## Exercise goal:
Please return each line of the material below that contains the word "short".

## Information shown:

--

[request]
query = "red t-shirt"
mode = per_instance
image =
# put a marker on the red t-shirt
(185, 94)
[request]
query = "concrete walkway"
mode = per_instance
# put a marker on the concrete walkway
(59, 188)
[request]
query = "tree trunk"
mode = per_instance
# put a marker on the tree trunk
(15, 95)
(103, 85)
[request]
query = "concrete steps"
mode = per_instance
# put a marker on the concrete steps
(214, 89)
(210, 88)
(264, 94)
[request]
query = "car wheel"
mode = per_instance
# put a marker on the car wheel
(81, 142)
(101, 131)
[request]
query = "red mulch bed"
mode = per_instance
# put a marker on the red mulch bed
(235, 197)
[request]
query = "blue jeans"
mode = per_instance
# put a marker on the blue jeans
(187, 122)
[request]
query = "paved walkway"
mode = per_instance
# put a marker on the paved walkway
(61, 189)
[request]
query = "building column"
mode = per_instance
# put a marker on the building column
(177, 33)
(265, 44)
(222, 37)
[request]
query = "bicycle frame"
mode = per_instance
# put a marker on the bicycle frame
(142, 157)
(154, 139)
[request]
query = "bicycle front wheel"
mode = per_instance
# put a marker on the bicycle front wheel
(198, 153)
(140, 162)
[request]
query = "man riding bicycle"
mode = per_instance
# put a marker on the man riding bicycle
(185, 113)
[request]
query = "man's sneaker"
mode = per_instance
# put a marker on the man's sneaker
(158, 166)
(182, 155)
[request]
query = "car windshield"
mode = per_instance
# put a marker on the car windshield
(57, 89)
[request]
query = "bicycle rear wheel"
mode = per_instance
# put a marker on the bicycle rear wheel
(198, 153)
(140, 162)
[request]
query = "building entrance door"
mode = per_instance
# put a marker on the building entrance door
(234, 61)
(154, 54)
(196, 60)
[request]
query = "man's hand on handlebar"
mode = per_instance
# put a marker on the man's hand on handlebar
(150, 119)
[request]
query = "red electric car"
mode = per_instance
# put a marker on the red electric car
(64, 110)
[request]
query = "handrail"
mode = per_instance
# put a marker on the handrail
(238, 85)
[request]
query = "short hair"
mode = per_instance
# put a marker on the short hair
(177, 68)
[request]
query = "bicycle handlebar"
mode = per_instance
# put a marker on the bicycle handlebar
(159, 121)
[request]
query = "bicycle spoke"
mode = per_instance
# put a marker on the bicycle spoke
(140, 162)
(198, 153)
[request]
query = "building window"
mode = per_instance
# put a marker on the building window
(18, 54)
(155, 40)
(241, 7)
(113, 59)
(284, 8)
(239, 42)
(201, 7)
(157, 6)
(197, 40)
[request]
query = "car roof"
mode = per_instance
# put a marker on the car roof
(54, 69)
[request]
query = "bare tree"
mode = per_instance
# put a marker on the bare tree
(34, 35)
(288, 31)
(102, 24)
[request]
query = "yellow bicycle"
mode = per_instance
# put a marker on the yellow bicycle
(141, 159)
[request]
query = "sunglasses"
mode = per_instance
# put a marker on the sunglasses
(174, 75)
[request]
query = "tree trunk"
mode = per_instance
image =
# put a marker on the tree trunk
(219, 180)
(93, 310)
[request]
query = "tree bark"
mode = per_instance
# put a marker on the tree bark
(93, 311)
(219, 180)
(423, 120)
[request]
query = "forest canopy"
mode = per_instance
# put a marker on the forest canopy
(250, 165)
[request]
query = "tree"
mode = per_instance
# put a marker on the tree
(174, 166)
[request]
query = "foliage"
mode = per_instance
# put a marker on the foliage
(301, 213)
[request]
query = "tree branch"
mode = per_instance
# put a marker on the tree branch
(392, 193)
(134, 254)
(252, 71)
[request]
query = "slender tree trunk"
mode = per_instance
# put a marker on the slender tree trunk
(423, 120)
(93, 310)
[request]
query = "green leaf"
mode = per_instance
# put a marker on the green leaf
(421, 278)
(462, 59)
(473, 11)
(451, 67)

--

## Complete output:
query = "short hair"
# put a marker on the short hair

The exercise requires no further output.